SHORT PROBLEM »
Report how many lines in the data below contain the string "dark", matching case exactly, and give only that number.
###
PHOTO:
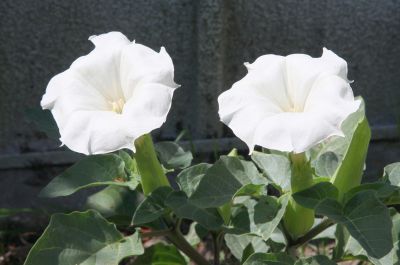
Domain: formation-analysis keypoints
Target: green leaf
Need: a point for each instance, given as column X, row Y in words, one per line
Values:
column 189, row 178
column 349, row 247
column 152, row 207
column 357, row 136
column 116, row 203
column 183, row 208
column 92, row 171
column 311, row 197
column 130, row 163
column 315, row 260
column 6, row 212
column 220, row 183
column 161, row 254
column 44, row 121
column 82, row 238
column 392, row 174
column 366, row 219
column 276, row 168
column 237, row 244
column 269, row 259
column 326, row 164
column 262, row 216
column 172, row 156
column 387, row 193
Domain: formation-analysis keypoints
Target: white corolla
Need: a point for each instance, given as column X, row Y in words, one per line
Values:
column 110, row 97
column 289, row 103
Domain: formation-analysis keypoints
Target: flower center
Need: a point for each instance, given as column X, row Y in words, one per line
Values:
column 118, row 105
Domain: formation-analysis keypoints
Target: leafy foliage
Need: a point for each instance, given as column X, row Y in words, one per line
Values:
column 82, row 238
column 92, row 171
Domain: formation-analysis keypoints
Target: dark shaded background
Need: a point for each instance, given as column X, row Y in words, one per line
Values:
column 208, row 41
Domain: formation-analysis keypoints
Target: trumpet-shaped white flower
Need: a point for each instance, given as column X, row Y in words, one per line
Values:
column 289, row 103
column 110, row 97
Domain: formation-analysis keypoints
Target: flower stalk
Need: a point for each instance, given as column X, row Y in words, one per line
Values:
column 297, row 219
column 150, row 169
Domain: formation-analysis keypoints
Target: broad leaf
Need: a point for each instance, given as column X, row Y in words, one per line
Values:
column 367, row 220
column 92, row 171
column 262, row 216
column 161, row 254
column 356, row 141
column 189, row 178
column 315, row 260
column 183, row 208
column 349, row 247
column 152, row 207
column 44, row 121
column 237, row 244
column 326, row 164
column 311, row 197
column 116, row 203
column 172, row 156
column 387, row 193
column 269, row 259
column 392, row 174
column 276, row 168
column 82, row 238
column 220, row 183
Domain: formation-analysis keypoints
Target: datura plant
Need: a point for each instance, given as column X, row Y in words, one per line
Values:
column 296, row 197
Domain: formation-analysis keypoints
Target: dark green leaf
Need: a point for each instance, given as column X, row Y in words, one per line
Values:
column 82, row 238
column 263, row 215
column 161, row 254
column 269, row 259
column 366, row 219
column 357, row 136
column 6, row 212
column 189, row 178
column 44, row 122
column 116, row 203
column 311, row 197
column 92, row 171
column 276, row 167
column 183, row 208
column 152, row 207
column 326, row 164
column 315, row 260
column 223, row 180
column 172, row 156
column 392, row 174
column 238, row 244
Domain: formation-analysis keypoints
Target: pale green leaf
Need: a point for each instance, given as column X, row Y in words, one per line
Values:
column 82, row 238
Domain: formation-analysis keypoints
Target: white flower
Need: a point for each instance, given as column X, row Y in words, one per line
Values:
column 289, row 103
column 110, row 97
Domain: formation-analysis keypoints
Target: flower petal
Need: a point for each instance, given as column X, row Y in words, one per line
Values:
column 293, row 132
column 140, row 64
column 100, row 68
column 96, row 132
column 332, row 98
column 302, row 70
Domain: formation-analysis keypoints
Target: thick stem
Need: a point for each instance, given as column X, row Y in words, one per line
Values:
column 216, row 244
column 297, row 219
column 180, row 242
column 150, row 169
column 312, row 233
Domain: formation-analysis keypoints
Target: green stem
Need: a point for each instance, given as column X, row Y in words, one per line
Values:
column 312, row 233
column 150, row 169
column 297, row 219
column 180, row 242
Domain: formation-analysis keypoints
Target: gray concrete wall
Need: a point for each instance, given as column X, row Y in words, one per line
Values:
column 208, row 41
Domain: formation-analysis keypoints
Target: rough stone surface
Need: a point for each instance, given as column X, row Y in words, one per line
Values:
###
EXERCISE RESPONSE »
2